Referring expression pointing data
"""
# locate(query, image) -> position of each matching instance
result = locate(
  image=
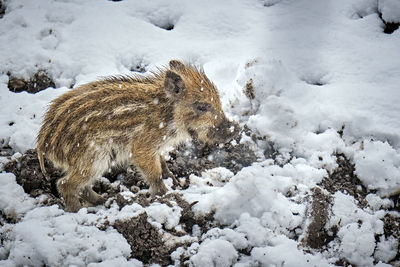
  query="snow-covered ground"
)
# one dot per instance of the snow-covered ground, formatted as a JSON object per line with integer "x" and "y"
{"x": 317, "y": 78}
"""
"""
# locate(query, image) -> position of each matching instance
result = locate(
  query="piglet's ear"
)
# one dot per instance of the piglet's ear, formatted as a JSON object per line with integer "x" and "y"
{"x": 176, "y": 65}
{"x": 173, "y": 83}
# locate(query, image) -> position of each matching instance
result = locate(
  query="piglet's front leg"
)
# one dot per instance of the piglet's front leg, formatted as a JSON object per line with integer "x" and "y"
"""
"""
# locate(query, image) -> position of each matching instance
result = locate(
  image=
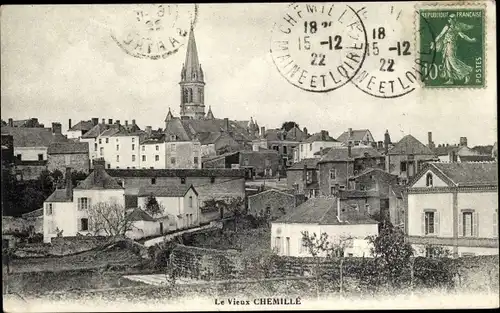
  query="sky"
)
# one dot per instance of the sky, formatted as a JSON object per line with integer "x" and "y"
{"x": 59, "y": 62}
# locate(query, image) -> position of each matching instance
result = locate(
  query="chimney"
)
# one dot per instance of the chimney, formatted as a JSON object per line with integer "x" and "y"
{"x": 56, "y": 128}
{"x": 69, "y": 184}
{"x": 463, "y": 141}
"""
What is the number of lines in the entries above that contain the word "front"? Answer with that number only.

2